La condición efímera (sobre Nudo de piedra, de Pablo Chacón)
por Laura Estrin
Nudo de piedra, un pequeño libro
compacto, fuerte, doloroso, con mucho aire de profunda literatura, escribe de
un tirón un pedazo de vida entera. Nudo de piedra, un título verdadero porque
es cierto aquello de que las piedras recuerdan. Y quizá no haya muchas otras
cosas que contar que las piedras de la vida, los amores, las batallas
familiares, las pérdidas. Escribir de eso. Una literatura sin atenuantes, sin
retorno. Y el amor en el medio, además. Una escritura que se abre a buscar,
pero que muy precisa se cierra en el pudor necesario, hermético del mostrar una
parte. Porque “en el afán de tocar todas las teclas –decía Zelarayán–, la
canción se viene abajo”.
Un pequeño
libro que dice lo que quiere decir, lo más difícil: “La posibilidad de error o
decepción es menor que la posibilidad de muerte”.
Cosa
cierta, terrible. Y más: “En su lugar, cada uno responde”. Sí. Por eso estamos
solos. Sí. Porque cada uno responde en su lugar. Y esas valiosas y valerosas
frases van entrecortando el relato. Un relato que puede funcionar o pensarse
como una carta de suicida. Un libro de cosas contundentes, cráneo, amor,
talismán, ausencia: las partes en que se divide. Un libro sin adjetivos o que
sólo nos remite a una frase: “Dios mío, el horror”, como el verso que sacó
Osvaldo Lamborghini de Roberto Raschella. Pero el relato sabe: “Esa cláusula no
contempla el abandono, el abandono es soledad, distancia, amabilidad, demanda,
contingencia...”.

┄┄┄┄┄┄┄┄┄┄

__ENUNCIADO DEL EJERCICIO__: Según el texto del documento, ¿por qué «Nudo de piedra» es un título verdadero? Contesta en una a tres oraciones. Responde basándote solo en el texto del documento.

__EXTRACTOS DE DATOS__:
┄┄┄┄┄┄┄┄┄┄

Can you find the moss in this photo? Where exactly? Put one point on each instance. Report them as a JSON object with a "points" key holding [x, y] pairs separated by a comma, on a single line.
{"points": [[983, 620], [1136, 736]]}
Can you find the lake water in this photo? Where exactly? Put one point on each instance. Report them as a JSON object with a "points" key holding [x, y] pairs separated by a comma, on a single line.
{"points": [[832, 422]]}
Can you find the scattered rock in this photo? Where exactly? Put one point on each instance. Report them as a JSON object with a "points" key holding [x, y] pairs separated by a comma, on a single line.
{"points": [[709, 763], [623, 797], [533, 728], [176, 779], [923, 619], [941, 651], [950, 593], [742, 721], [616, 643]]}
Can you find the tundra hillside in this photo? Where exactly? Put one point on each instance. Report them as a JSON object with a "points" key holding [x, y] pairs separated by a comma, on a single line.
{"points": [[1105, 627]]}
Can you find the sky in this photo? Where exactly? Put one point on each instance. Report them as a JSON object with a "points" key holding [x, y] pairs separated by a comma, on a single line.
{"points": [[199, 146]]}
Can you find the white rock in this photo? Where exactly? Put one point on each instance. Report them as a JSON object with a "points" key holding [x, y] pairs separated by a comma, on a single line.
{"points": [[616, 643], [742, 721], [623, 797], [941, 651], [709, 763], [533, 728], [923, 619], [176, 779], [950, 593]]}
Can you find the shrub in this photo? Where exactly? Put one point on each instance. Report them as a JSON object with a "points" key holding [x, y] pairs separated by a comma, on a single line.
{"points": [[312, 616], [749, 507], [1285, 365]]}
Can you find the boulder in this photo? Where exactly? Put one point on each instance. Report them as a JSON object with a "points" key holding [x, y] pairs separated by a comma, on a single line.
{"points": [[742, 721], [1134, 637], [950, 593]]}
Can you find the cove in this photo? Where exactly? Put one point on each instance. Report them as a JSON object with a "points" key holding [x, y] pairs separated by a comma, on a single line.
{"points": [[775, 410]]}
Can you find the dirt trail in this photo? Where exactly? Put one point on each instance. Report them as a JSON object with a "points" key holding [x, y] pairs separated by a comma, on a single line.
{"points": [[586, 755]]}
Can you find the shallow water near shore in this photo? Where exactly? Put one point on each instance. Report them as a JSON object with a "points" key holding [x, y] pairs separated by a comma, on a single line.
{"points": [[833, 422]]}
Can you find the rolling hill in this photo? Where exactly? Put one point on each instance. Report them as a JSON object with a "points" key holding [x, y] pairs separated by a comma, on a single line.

┄┄┄┄┄┄┄┄┄┄

__RESPUESTA DEL EJERCICIO__: Es un título verdadero porque es cierto que las piedras recuerdan. El texto añade que quizá no haya mucho más que contar que las piedras de la vida: los amores, las batallas familiares y las pérdidas.